Auszug -
----------------

Das Thema ist sehr komplex. Das zeigt schon allein der Titel: Juden in Deutschland - denn Deutschland gab es so, wie wir es heute kennen, im Mittelalter noch gar nicht. Und in dem Bereich, den wir heute als Deutschland bezeichnen, gab es unterschiedliche Herrschaftssysteme, lokale Besonderheiten, bis hin zu Kleinstaatereien. Von daher kann das Thema nur angerissen dargelegt werden. Der Duktus dieser Darlegung: Antisemitismus/Antijudaismus sind zu trennen, haben aber gemeinsam zu den Auswüchsen im Nationalsozialismus beigetragen - und die Wurzeln der anti-jüdischen Argumentation reichen eben weit in unsere Geschichte zurück.

 

1.

Mittelalter

 

Ansiedlung:

Juden gibt es seit der Antike im deutschsprachigen Raum. Jüdische Kaufleute siedelten sich in Städte an. Sie wurden auch geduldet, weil sie aufgrund ihrer Verbindungen Erfahrungen mit dem internationalen Handel hatten. Die Handelsbeziehungen von Juden führten dazu, dass Städte reicher wurden.

 

Rechtsordnung:

Juden wurde freier Handel zugesichert. Wegegelder/Zoll wurde ihnen erlassen. Ebenso mussten sie auch keine Kriege unterstützen. Im 11. Jahrhundert durften sie Geld wechseln, bekamen eigene Gerichtsbarkeit, waren aber dem Herrscher unterstellt. Es war verboten, Juden zwangszutaufen. Weil Juden unter dem Schutz des Herrschers standen, mussten sie Abgaben zahlen. Weil Herrscher ab dem 13. Jahrhundert von Christen nicht mehr viel einkassieren konnten, wurden Abgaben bei den Juden erhöht.

----------------

Aufgabe 1 -
Welche Merkmale nennt der Auszug für den Bereich, den wir heute als Deutschland bezeichnen? Zähle alle auf.

Einträge der Sammlung -
----------------

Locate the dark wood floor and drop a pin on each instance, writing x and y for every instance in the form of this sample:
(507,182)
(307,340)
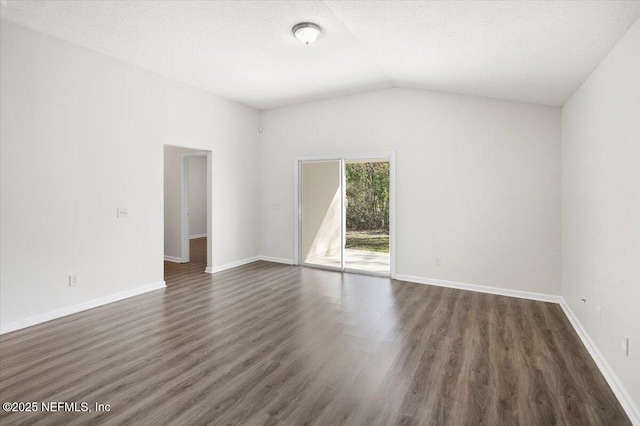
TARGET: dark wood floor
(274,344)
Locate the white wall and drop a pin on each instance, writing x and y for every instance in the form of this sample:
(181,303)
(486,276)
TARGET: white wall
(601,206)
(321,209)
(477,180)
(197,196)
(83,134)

----------------

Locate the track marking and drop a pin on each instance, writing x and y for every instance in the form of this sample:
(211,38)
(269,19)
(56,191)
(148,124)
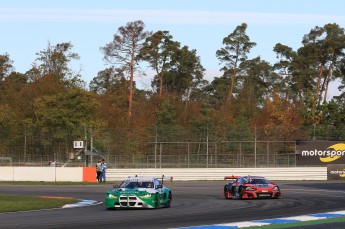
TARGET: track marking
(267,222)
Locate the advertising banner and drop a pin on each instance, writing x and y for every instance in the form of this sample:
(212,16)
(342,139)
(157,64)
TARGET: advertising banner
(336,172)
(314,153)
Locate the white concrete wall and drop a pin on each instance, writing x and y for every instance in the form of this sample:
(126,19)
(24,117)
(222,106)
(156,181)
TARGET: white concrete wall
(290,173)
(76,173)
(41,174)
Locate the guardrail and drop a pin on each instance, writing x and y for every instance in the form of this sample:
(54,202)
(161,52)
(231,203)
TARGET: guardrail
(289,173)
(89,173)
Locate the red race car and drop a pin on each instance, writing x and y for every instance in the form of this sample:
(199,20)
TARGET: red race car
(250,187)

----------------

Aufgabe 2 -
Wähle aus den Einträgen der Sammlung jede Zeile aus, die die Zeichenfolge „race“ enthält. Achte dabei auf Groß- und Kleinschreibung.

Richtige Antwort 1 -
- unterschiedliche Herrschaftssysteme
- lokale Besonderheiten
- Kleinstaatereien

Richtige Antwort 2 -
Locate the red race car and drop a pin on each instance, writing x and y for every instance in the form of this sample:
TARGET: red race car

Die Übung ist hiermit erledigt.